:: Data for this task ::

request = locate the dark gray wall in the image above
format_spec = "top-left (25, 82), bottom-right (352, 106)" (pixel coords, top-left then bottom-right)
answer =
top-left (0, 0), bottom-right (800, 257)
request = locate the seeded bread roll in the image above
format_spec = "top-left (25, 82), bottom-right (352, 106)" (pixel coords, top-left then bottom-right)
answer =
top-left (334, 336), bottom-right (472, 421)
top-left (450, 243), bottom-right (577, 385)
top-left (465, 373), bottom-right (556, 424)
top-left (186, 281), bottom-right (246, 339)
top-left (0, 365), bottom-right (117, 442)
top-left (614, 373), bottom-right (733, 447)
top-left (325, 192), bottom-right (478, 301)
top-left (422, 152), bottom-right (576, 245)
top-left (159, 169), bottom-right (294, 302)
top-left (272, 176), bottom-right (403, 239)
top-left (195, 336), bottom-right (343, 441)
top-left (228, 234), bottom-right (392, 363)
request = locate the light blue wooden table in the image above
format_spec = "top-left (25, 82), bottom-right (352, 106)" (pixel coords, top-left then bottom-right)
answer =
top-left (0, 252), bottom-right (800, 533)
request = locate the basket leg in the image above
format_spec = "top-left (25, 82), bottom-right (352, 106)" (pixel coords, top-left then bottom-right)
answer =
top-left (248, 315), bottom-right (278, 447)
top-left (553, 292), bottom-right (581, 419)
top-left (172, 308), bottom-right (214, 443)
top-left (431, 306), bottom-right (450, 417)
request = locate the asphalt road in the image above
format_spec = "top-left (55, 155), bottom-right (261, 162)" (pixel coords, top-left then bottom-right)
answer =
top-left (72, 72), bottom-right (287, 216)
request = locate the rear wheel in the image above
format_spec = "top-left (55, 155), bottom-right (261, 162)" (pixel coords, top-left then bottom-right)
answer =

:::

Stated goal: Copy out the rows from the line with "request = locate the basket" through the end of the rows, requests included, shifting every coordinate in the answers up by 117. Leave the requests and their format samples unchanged.

Exercise solution:
request = locate the basket leg in the image above
format_spec = "top-left (25, 82), bottom-right (352, 106)" (pixel coords, top-left then bottom-right)
answer =
top-left (365, 432), bottom-right (395, 564)
top-left (670, 409), bottom-right (698, 536)
top-left (289, 425), bottom-right (331, 560)
top-left (548, 423), bottom-right (567, 534)
request = locate the asphalt road in the image above
format_spec = "top-left (55, 155), bottom-right (261, 162)" (pixel coords, top-left then bottom-right)
answer =
top-left (189, 189), bottom-right (404, 333)
request = locate the rear wheel in the image above
format_spec = "top-left (55, 155), bottom-right (261, 162)" (pixel coords, top-left then bottom-right)
answer =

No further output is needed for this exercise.